**PROMPT:**
Copy out the entries below in full and exactly.

**LISTING:**

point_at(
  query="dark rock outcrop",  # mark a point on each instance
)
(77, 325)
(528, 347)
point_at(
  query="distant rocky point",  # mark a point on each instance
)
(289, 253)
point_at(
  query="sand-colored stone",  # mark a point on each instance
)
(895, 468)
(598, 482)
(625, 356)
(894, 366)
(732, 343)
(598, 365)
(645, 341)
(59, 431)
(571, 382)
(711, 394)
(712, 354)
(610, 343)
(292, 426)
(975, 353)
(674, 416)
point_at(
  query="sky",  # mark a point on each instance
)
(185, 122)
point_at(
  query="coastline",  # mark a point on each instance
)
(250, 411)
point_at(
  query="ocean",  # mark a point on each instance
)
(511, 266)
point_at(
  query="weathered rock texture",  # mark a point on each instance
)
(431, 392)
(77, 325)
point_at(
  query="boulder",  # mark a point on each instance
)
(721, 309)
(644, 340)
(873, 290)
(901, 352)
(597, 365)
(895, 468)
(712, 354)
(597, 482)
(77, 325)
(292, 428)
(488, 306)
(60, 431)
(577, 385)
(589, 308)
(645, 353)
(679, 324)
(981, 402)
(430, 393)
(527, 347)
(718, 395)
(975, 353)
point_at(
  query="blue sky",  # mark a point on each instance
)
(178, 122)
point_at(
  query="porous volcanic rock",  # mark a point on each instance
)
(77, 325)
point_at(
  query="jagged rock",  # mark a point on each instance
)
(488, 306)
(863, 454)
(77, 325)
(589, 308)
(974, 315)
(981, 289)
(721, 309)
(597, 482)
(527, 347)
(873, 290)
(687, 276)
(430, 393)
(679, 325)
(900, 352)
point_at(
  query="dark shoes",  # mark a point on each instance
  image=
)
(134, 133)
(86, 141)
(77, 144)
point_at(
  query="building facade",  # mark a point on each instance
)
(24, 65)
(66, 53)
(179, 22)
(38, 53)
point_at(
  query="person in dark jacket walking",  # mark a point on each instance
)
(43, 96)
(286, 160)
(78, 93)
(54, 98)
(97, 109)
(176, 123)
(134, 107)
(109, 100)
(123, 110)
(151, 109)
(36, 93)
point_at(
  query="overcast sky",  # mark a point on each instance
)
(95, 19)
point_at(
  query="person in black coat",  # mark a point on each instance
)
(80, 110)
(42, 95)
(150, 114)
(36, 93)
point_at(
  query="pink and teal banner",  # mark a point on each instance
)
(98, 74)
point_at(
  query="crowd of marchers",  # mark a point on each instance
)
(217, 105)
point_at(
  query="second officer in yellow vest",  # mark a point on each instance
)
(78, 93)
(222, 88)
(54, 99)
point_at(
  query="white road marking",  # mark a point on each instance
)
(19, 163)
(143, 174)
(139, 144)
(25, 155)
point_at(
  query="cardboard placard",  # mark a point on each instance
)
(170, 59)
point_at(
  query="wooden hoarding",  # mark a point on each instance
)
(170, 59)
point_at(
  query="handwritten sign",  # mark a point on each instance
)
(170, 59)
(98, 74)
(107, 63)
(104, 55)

**RESPONSE TO THIS TASK:**
point_at(
  query="dark rock outcrop",  # mark a point on each instance
)
(77, 325)
(528, 347)
point_at(
  query="distant rocky point",  # mark a point on each instance
)
(289, 253)
point_at(
  query="sand-colored stone",  # mark a point on each instance
)
(895, 468)
(598, 482)
(625, 356)
(894, 366)
(732, 343)
(598, 365)
(645, 341)
(59, 431)
(571, 382)
(711, 394)
(712, 354)
(610, 343)
(292, 426)
(975, 353)
(674, 416)
point_at(
  query="sky",  # mark a point on each instance
)
(185, 122)
point_at(
  query="coastline",  # mark a point on each instance
)
(250, 411)
point_at(
  query="ocean",  # mark a point on each instance
)
(511, 266)
point_at(
  query="weathered rock texture",  # mark a point on each instance
)
(431, 392)
(77, 325)
point_at(
  query="boulder",  # mark a point on each instance
)
(721, 309)
(644, 340)
(873, 290)
(901, 352)
(597, 365)
(895, 468)
(712, 354)
(597, 482)
(77, 325)
(292, 428)
(488, 306)
(60, 431)
(577, 385)
(589, 308)
(645, 353)
(679, 324)
(981, 402)
(430, 393)
(527, 347)
(718, 395)
(975, 353)
point_at(
  query="blue sky",  # mark a point on each instance
)
(178, 122)
point_at(
  query="porous volcanic rock",  # mark a point on each instance
)
(77, 325)
point_at(
  query="jagged rock",  # mark a point on each instance
)
(488, 306)
(863, 454)
(77, 325)
(589, 308)
(974, 315)
(981, 289)
(721, 309)
(597, 482)
(527, 347)
(873, 290)
(687, 276)
(430, 393)
(679, 325)
(900, 352)
point_at(
  query="dark shoes",  # mark a point on each instance
  image=
)
(134, 133)
(86, 141)
(77, 144)
point_at(
  query="building facade",  # mark a point on each instance
)
(24, 65)
(66, 53)
(179, 22)
(38, 53)
point_at(
  query="person in dark jacket walking",  # mark a point on each instance
)
(43, 96)
(286, 160)
(78, 93)
(54, 98)
(97, 109)
(176, 123)
(134, 107)
(109, 100)
(123, 110)
(151, 109)
(36, 93)
point_at(
  query="overcast sky",  # mark a point on each instance
)
(95, 19)
point_at(
  query="person in black coat",  # mark a point on each instance
)
(80, 110)
(42, 95)
(150, 114)
(36, 93)
point_at(
  query="pink and teal banner",  # mark a point on each instance
)
(98, 74)
point_at(
  query="crowd of marchers",  # mark a point on each instance
)
(217, 105)
point_at(
  query="second officer in yellow vest",  # mark a point on each instance
)
(78, 93)
(222, 88)
(54, 99)
point_at(
  query="white road marking",  # mark a point on each instance
)
(19, 163)
(143, 174)
(139, 144)
(25, 155)
point_at(
  query="cardboard placard",  # mark a point on each instance
)
(170, 59)
point_at(
  query="wooden hoarding",  # mark a point on each instance
)
(170, 59)
point_at(
  query="handwritten sign",  # mark a point on each instance
)
(170, 59)
(98, 74)
(107, 63)
(104, 55)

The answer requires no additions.